From a very young age, I had one fear, one. And looking back, given my age, it was an irrational fear at best and yet still a fear.
Now, more than a decade later, that fear is potentially being realized.
From the start of my menstruation cycles, I have always been fairly regular. I say fairly because sometimes my cycle would be off one or two weeks but I’ve always had that familiar friendly visit every month, yeah, you know, that one.
For 3 months that friendly visit just decided to up and quit. While most any female will tell you “That’s awesome”, I was concerned. Why? Every home pregnancy test I’ve taken came up as negative and I didn’t have any symptoms that would indicate a possibly false negative. Finally, I decided to bite the bullet and schedule an appointment with my gynecologist, so last Thursday we went in to see if she could shed some light on this particularly troubling situation.
As with most things, she had no answers for me. Instead, she sent me down to the labs to have some blood drawn in an attempt to look at my hormone levels1 to see if she could draw some conclusions as to why my usually regular cycle suddenly became irregular. I heard back from the medical assistant on Tuesday, advising me that there were some abnormalities in my thyroid, testosterone, and prolactin levels and she’d like me to come in to further discuss what was found. She did, however, reiterate that these things could be managed so I figured I shouldn’t be too concerned.

- [DATA SEGMENT]:
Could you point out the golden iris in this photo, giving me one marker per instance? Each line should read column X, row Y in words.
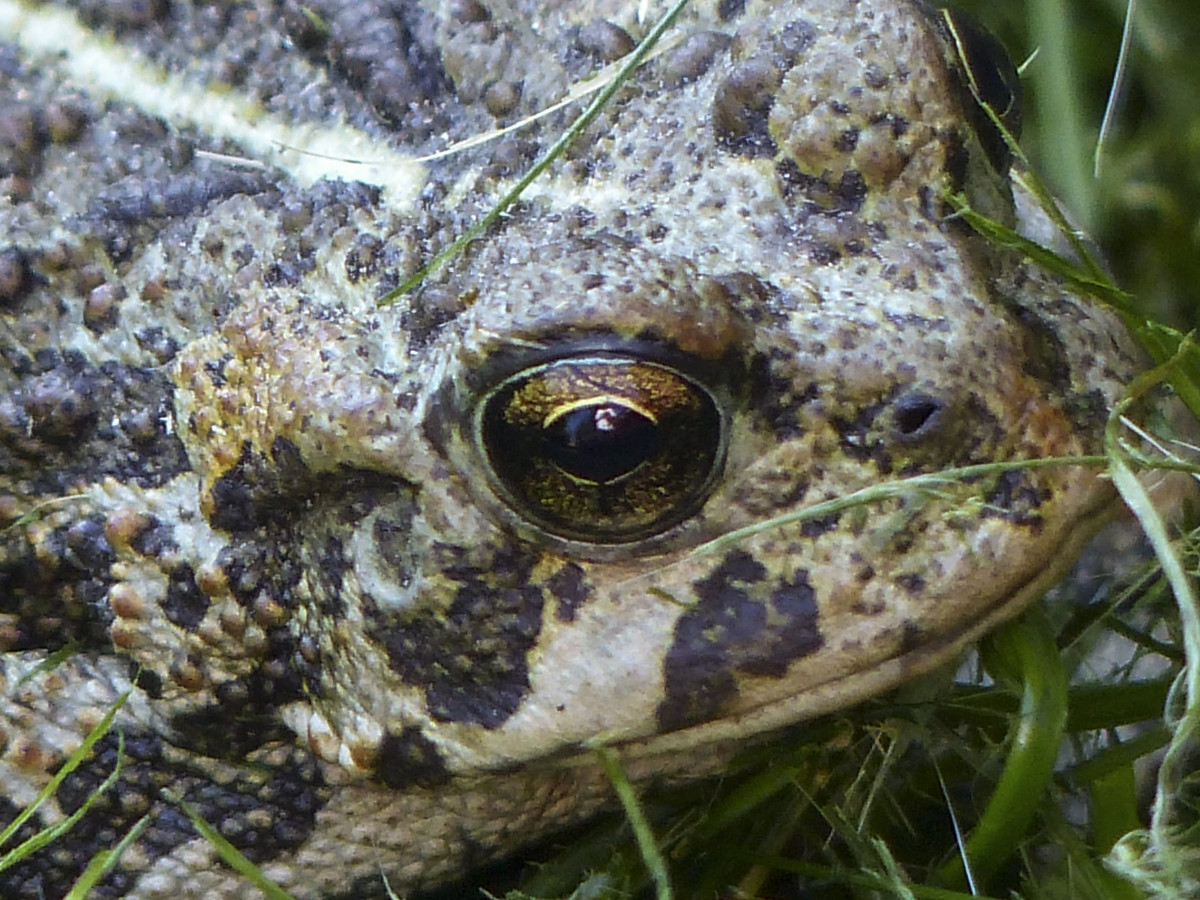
column 603, row 449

- [TASKS TO PERFORM]:
- A) Translate this sentence from the account of the missed periods above into Spanish: "Now, more than a decade later, that fear is potentially being realized."
- B) Write what comes next in the account of the missed periods above, continuing from its last sentence.

- [TASK-BY-TASK OUTPUTS]:
- A) Ahora, más de una década después, ese miedo podría estar haciéndose realidad.

- B)
Cue “dun dun dun” sounding music.
Yesterday, I found out that it’s possible I have atypical PCOS2, which happens to be one of the leading causes of infertility in women. Colored me shocked. The reason it’s considered atypical is because PCOS usually presents itself in a very particular way: obesity, irregular menstruation cycles or none at all, high hormonal imbalances, just to name a few. Obviously, I don’t really fit those symptoms so now we’ve began the process of ruling out as many probable causes as possible. The diagnosis isn’t official but it’s still on the table of possible causes.
As of yesterday, I have started taking medication to help lower the level of my thyroid, as currently it’s around 3.69, which is generally normal but in women trying to conceive is high3. The hope is that by lowering my thyroid levels that will also cause my testosterone levels to lower as well and hopefully also lower my prolactin levels, fixing the hormonal issues I seem to be experiencing, which should then allow us to conceive.
In addition to trying to lower my thyroid levels, I have an MRI scheduled on Monday to rule out the potential for non-cancerous growth on my pituitary gland which could be causing the high prolactin levels. Lastly, she also suggested that R get a semen sample to rule out any complications with him and I should go in and get a hysterosalpingogram4 to rule out the potential of blocked tubes. Once we rule out all of the above, the diagnosis of atypical PCOS will become official and I’ll begin taking hormone treatments to facilitate the release of an egg each month for implantation.
While I know that it’s not impossible to conceive a child with this diagnosis 5, I still feel like I’ve failed my husband. This is the one thing I should be able to do right. I was built for this or at least I was meant to be.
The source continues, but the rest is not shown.